BEGIN Selection

# Favorite Stout/Porter



## StudentSmoker (Apr 24, 2006)

I'm a big fan of darker full bodied beer. What's everyone else drinking dark beer wise out there? My favorite is Duck Rabbit Milk Stout from NC. I wish SC had more breweries but I love those tarheel beers.:al


----------



## dayplanner (Dec 11, 1997)

Here's my five favorite stouts of the moment. Samuel Smith's Imperial and Oatmeal stouts are pretty much faves in perpetuity...


----------



## icehog3 (Feb 20, 2005)

I'm a big fan of Anchor Steam Porter...MMM MMM Good!


----------



## PaulMac (Jul 15, 2003)

icehog3 said:


> I'm a big fan of Anchor Steam Porter...MMM MMM Good!


Yes indeedy!
Also like Ipswich Oatmeal Stout...especially when I find a place selling it in growlers.


----------



## icehog3 (Feb 20, 2005)

PaulMac said:


> Yes indeedy!
> Also like Ipswich Oatmeal Stout...especially when I find a place selling it in growlers.


We should find a place halfway between us selling growlers and meet up!


----------



## dayplanner (Dec 11, 1997)

Great Lakes Edmund Fitzgerald porter is tasty as well.


----------



## PaulMac (Jul 15, 2003)

END Selection

Set problem:
In the stout and porter thread, copy out everything from "## StudentSmoker (Apr" down to "faves in perpetuity...".

BEGIN Dataset records

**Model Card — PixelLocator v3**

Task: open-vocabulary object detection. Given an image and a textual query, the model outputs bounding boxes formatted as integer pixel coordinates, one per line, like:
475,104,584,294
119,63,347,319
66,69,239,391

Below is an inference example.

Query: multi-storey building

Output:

END Dataset records

Final result:
## StudentSmoker (Apr 24, 2006)

I'm a big fan of darker full bodied beer. What's everyone else drinking dark beer wise out there? My favorite is Duck Rabbit Milk Stout from NC. I wish SC had more breweries but I love those tarheel beers.:al


----------



## dayplanner (Dec 11, 1997)

Here's my five favorite stouts of the moment. Samuel Smith's Imperial and Oatmeal stouts are pretty much faves in perpetuity...